▶ _PROBLEM DESCRIPTION_: Convert the lines below, from the first one through the line containing "pixel 651 564", into a Markdown table with the columns Row and Line. Number each row and leave out any blank lines.

▶ _SUPPLIED MATERIAL_:
* START *

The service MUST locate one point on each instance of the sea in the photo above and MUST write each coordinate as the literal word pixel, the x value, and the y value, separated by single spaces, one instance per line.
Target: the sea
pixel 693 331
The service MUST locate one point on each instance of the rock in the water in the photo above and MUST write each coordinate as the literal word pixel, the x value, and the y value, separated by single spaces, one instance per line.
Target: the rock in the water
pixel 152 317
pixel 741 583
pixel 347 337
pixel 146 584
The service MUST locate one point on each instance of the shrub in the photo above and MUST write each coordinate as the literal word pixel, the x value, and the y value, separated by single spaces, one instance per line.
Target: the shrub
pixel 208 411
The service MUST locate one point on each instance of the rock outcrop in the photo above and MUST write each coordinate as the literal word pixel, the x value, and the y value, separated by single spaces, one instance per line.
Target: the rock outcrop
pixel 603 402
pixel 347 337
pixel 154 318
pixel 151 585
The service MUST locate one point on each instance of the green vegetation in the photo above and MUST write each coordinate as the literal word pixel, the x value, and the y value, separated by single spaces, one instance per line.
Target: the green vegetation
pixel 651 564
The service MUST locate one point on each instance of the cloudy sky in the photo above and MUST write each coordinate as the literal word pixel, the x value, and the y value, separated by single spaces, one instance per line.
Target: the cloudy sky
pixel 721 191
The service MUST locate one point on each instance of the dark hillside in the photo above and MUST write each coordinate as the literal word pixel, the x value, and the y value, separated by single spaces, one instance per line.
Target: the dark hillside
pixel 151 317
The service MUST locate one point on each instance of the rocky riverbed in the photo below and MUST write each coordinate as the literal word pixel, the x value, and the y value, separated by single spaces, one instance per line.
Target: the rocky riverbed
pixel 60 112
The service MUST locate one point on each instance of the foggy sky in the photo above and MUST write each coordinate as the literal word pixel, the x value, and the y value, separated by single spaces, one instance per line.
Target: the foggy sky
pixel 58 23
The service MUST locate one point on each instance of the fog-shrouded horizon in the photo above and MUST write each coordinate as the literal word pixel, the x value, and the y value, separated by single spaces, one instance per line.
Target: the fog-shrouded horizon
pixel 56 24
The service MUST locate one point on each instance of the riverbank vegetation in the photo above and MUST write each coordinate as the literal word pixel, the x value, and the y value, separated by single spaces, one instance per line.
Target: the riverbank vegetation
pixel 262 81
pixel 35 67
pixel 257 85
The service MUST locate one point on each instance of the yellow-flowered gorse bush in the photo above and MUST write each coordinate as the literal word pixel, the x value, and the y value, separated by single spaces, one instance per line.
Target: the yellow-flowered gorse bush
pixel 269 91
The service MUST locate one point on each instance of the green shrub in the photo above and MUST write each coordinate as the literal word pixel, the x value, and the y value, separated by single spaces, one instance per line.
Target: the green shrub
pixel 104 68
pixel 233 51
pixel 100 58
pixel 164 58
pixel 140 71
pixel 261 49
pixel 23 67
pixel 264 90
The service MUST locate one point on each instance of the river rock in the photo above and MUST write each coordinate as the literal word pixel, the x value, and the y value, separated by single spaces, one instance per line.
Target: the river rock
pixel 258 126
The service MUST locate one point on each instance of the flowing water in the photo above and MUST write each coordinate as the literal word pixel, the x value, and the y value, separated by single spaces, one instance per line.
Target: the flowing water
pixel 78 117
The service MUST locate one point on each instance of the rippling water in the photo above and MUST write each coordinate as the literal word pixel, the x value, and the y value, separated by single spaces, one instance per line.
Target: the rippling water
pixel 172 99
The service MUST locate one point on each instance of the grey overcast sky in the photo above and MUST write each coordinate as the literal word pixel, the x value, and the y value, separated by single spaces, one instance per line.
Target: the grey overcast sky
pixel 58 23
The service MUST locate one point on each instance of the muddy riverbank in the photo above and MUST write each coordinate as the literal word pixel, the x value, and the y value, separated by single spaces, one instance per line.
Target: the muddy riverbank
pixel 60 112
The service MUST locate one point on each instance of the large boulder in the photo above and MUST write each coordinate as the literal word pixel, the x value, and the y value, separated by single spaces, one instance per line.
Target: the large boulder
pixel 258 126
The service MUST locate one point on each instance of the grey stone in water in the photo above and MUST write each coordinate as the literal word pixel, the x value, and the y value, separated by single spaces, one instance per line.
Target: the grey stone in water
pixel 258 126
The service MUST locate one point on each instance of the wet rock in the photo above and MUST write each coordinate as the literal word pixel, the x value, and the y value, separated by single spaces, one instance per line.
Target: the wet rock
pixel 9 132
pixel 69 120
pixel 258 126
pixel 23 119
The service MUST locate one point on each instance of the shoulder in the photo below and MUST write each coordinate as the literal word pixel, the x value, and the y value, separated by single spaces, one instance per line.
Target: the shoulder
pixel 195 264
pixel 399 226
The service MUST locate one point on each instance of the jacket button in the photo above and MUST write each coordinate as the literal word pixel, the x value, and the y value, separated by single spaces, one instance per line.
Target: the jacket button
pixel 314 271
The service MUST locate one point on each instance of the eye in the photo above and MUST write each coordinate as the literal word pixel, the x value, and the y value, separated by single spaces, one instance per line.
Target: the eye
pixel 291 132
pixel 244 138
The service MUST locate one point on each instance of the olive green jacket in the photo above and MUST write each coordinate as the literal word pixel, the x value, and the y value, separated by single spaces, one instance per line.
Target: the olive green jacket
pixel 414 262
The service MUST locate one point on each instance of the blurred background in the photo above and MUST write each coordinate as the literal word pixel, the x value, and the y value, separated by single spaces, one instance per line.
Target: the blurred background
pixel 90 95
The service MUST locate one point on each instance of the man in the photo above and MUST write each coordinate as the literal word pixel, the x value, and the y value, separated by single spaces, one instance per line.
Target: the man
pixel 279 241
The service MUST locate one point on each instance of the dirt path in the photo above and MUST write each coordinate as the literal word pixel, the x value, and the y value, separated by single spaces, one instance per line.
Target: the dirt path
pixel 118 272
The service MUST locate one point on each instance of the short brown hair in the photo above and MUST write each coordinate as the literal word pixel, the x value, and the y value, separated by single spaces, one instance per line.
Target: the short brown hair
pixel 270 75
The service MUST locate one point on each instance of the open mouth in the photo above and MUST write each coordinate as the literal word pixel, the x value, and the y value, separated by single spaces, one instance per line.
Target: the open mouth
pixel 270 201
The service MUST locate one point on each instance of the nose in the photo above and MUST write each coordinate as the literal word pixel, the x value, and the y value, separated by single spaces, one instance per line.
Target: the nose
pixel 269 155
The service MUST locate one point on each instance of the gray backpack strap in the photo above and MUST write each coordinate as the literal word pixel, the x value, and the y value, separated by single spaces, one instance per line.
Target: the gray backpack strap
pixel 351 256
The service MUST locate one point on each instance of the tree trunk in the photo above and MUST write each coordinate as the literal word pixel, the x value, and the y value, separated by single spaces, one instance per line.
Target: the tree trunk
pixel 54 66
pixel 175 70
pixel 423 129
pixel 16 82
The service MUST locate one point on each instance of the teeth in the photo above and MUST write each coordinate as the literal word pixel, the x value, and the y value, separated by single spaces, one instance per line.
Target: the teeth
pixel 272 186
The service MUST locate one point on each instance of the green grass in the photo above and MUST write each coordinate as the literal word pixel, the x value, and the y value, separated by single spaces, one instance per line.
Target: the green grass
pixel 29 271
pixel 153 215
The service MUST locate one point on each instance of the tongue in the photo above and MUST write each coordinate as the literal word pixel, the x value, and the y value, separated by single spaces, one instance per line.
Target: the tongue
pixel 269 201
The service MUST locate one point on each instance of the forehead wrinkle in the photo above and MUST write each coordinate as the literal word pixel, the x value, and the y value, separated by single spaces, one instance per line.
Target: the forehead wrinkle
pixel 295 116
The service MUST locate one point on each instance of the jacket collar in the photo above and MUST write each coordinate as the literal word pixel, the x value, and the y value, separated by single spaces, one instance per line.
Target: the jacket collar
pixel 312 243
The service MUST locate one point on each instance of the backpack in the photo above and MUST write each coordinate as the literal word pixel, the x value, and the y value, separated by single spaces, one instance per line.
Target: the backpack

* END *

▶ _EXERCISE SOLUTION_:
| Row | Line |
|---|---|
| 1 | The service MUST locate one point on each instance of the sea in the photo above and MUST write each coordinate as the literal word pixel, the x value, and the y value, separated by single spaces, one instance per line. |
| 2 | Target: the sea |
| 3 | pixel 693 331 |
| 4 | The service MUST locate one point on each instance of the rock in the water in the photo above and MUST write each coordinate as the literal word pixel, the x value, and the y value, separated by single spaces, one instance per line. |
| 5 | Target: the rock in the water |
| 6 | pixel 152 317 |
| 7 | pixel 741 583 |
| 8 | pixel 347 337 |
| 9 | pixel 146 584 |
| 10 | The service MUST locate one point on each instance of the shrub in the photo above and MUST write each coordinate as the literal word pixel, the x value, and the y value, separated by single spaces, one instance per line. |
| 11 | Target: the shrub |
| 12 | pixel 208 411 |
| 13 | The service MUST locate one point on each instance of the rock outcrop in the photo above and MUST write each coordinate as the literal word pixel, the x value, and the y value, separated by single spaces, one instance per line. |
| 14 | Target: the rock outcrop |
| 15 | pixel 603 402 |
| 16 | pixel 347 337 |
| 17 | pixel 154 318 |
| 18 | pixel 151 585 |
| 19 | The service MUST locate one point on each instance of the green vegetation in the photo above and MUST write each coordinate as the literal word pixel, the x value, and the y value, separated by single spaces, one instance per line. |
| 20 | Target: the green vegetation |
| 21 | pixel 651 564 |